PROVIDED PASSAGE:
◇ ◇ ◇ ◇ ◇

Despite progress, challenges remain.

Zhao Haiying’s team has organized exhibitions both domestically and internationally to help more people appreciate and understand the charm of Chinese relics. These exhibitions showcase digitally decoded artifacts and highlight the universal beauty of the geometry behind them. PHOTO: CHINA DAILY
“Top tech universities like Beijing University of Posts and Telecommunications often lack archaeology departments. We need a joint cooperation mechanism between technologists and cultural scholars,” Zhao says.
To foster such an interdisciplinary ecosystem, she has been actively building platforms for convergence.
The inaugural Chinese Conference on Cultural Intelligence, jointly organized by the China Graphics Society, Beijing University of Posts and Telecommunications, and the China Society of Image and Graphics, concluded in Hangzhou, Zhejiang province, in October 2025, with Zhao hosting its closing ceremony.
She received the baton from the previous organizer, which indicates that the second conference will be held in Beijing.
Gathering more than 500 experts, industry representatives and scholars nationwide, the event served as a high-level forum to advance the academic ecology for the preservation, inheritance, and innovative dissemination of Chinese culture in the intelligent era.
This year, Zhao plans to focus on the country’s intangible cultural heritage, digitally safeguarding and connecting the sartorial traditions of all 56 ethnic groups.
“Ultimately, I pursue two things: connection and authenticity,” she says.
“Culture isn’t a lone artifact in a display case. It’s a point on a vast, living timeline. Our job is to make that timeline explorable, to let anyone, anywhere, touch the thread of thousands of years and weave it into the future.”

◇ ◇ ◇ ◇ ◇

AIM 1:
List every line of the rows that contains the string "leafy", treating case as significant.

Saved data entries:
◇ ◇ ◇ ◇ ◇

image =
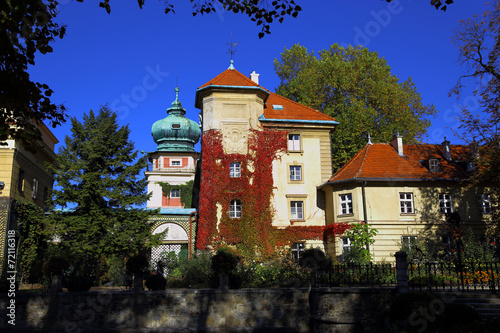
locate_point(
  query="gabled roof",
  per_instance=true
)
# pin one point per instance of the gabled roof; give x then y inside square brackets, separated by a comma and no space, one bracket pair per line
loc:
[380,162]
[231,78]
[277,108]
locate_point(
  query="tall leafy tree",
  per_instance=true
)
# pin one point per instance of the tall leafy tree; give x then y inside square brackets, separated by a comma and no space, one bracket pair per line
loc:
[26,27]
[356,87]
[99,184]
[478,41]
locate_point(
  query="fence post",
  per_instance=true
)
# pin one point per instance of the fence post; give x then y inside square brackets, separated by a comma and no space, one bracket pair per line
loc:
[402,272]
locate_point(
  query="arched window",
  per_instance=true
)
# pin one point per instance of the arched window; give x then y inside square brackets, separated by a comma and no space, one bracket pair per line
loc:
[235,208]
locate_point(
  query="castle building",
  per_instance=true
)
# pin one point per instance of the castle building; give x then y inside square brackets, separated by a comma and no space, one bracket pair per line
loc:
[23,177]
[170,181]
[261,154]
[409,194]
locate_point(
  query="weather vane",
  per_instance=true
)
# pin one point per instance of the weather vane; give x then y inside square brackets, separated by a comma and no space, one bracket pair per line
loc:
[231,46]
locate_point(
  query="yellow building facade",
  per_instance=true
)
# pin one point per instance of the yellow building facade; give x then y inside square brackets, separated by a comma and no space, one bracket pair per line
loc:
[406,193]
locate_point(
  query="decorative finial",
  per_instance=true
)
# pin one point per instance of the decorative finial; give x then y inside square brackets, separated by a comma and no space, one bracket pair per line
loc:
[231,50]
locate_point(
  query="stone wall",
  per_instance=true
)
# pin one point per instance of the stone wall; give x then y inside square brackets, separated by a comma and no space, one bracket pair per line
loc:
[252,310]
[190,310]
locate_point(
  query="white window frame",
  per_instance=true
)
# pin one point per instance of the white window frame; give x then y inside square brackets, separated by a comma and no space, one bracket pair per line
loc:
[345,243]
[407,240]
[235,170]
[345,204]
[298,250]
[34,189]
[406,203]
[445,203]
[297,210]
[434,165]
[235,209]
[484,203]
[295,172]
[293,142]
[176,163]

◇ ◇ ◇ ◇ ◇

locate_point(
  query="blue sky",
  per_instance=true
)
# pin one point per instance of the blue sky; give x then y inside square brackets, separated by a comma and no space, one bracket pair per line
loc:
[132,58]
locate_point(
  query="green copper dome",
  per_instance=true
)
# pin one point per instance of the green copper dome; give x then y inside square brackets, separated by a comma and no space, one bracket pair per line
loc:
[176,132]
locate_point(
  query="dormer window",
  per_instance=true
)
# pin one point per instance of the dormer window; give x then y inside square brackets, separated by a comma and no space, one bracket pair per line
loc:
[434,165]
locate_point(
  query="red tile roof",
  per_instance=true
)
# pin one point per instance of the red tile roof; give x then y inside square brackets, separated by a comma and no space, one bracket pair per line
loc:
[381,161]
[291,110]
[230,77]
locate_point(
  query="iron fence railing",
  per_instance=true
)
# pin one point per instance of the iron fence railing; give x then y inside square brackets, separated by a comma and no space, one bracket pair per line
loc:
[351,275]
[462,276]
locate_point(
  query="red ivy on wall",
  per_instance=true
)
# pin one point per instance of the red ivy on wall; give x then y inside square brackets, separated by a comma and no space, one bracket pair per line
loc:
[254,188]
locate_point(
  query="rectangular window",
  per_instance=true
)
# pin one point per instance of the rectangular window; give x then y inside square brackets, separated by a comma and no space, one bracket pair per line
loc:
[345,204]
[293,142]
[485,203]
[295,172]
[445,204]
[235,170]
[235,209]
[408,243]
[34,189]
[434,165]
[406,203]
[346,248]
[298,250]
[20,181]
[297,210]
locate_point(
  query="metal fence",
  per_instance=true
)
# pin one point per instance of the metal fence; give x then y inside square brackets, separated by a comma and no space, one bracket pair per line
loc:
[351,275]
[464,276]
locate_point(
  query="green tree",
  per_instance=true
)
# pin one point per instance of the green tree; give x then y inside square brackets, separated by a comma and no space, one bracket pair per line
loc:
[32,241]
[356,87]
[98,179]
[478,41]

◇ ◇ ◇ ◇ ◇

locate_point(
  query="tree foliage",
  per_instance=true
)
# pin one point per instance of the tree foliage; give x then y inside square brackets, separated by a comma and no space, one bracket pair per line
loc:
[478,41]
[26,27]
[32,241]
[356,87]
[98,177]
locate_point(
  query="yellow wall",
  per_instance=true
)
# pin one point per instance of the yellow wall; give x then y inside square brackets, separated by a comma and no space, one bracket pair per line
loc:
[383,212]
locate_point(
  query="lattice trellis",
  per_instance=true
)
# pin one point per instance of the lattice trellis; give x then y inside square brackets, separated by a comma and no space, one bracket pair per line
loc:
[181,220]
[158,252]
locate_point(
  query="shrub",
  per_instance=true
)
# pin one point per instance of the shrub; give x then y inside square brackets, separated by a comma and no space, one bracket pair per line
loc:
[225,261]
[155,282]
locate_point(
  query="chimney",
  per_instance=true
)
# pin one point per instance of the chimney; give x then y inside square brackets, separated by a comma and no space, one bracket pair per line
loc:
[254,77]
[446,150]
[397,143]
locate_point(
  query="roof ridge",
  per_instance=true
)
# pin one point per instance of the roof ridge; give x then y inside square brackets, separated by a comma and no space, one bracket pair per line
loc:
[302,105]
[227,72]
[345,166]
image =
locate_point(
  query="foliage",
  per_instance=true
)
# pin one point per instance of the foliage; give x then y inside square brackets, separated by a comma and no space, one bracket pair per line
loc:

◇ ◇ ◇ ◇ ◇

AIM 2:
Edit the passage about Zhao Haiying's work from "She received the" to "56 ethnic groups.", substituting "symposium" for "forum".

FINISHED ANSWER 1:
  query="tall leafy tree",
# pin one point per instance of the tall leafy tree; give x then y inside square brackets, separated by a comma and no space, one bracket pair per line

FINISHED ANSWER 2:
She received the baton from the previous organizer, which indicates that the second conference will be held in Beijing.
Gathering more than 500 experts, industry representatives and scholars nationwide, the event served as a high-level symposium to advance the academic ecology for the preservation, inheritance, and innovative dissemination of Chinese culture in the intelligent era.
This year, Zhao plans to focus on the country’s intangible cultural heritage, digitally safeguarding and connecting the sartorial traditions of all 56 ethnic groups.